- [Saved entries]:
=== Begin Enclosure ===
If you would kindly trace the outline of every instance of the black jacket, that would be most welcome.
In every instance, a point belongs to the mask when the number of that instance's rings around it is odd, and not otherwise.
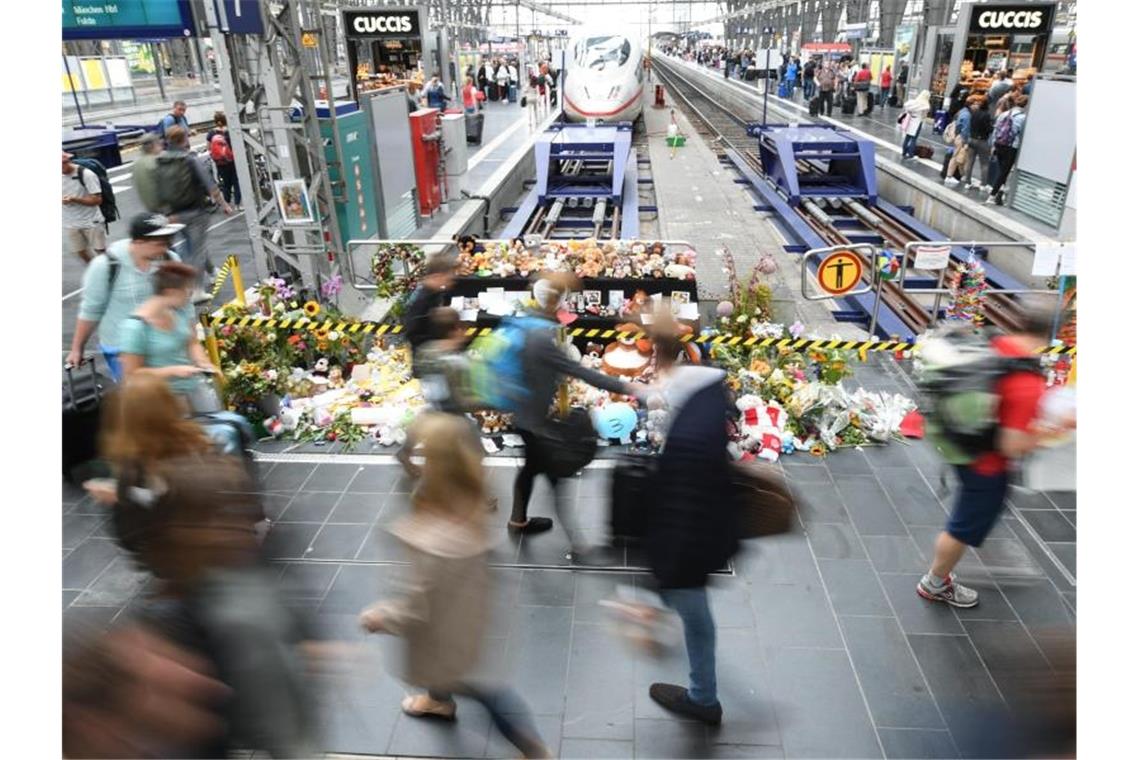
[[[423,285],[412,291],[404,311],[404,337],[412,344],[413,353],[431,340],[431,310],[449,303],[446,290],[429,290]]]
[[[676,409],[658,462],[646,549],[661,588],[699,588],[736,553],[737,503],[730,485],[724,373],[702,373]]]

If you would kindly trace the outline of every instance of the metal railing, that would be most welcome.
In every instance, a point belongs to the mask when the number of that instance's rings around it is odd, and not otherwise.
[[[1028,248],[1030,250],[1036,247],[1036,243],[1028,241],[978,241],[978,240],[914,240],[906,244],[903,250],[902,266],[899,268],[899,277],[896,281],[898,288],[902,292],[911,293],[915,295],[933,295],[934,306],[930,311],[928,325],[933,327],[938,322],[938,315],[942,309],[942,296],[951,293],[951,289],[945,287],[946,284],[946,270],[952,265],[951,250],[954,248],[965,248],[968,253],[974,253],[979,248]],[[925,249],[925,250],[923,250]],[[911,252],[915,253],[915,265],[910,266]],[[924,258],[920,258],[923,256]],[[932,261],[933,259],[933,261]],[[920,265],[920,261],[921,264]],[[906,277],[908,271],[927,271],[938,272],[938,285],[933,288],[907,288]],[[1055,275],[1060,274],[1060,263],[1058,262],[1057,271]],[[882,303],[883,286],[889,280],[883,278],[879,272],[879,267],[874,268],[874,287],[875,287],[875,306],[871,314],[871,334],[874,335],[875,328],[878,325],[879,307]],[[1053,334],[1056,335],[1057,324],[1060,319],[1061,310],[1064,304],[1065,292],[1065,276],[1061,275],[1061,280],[1056,289],[1054,288],[1002,288],[1000,290],[985,290],[982,292],[982,297],[988,295],[1056,295],[1057,303],[1053,312]]]
[[[836,253],[838,251],[865,251],[869,254],[867,257],[870,261],[875,260],[875,246],[870,243],[854,243],[850,245],[833,245],[829,248],[813,248],[805,253],[800,259],[800,293],[804,298],[809,301],[825,301],[829,298],[847,298],[848,296],[859,296],[864,293],[870,293],[872,285],[866,285],[862,288],[852,288],[851,290],[844,291],[843,293],[809,293],[808,292],[808,264],[817,256],[824,254]],[[861,276],[861,275],[860,275]],[[858,281],[859,276],[855,277],[854,281]],[[877,305],[877,301],[876,301]],[[872,330],[873,332],[873,330]]]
=== End Enclosure ===
- [WHAT IS REQUIRED]: Go through the entries and report every line with the string "would".

- [EXPECTED ANSWER]:
If you would kindly trace the outline of every instance of the black jacket, that would be most welcome.
If you would kindly trace the outline of every instance of the metal railing, that would be most welcome.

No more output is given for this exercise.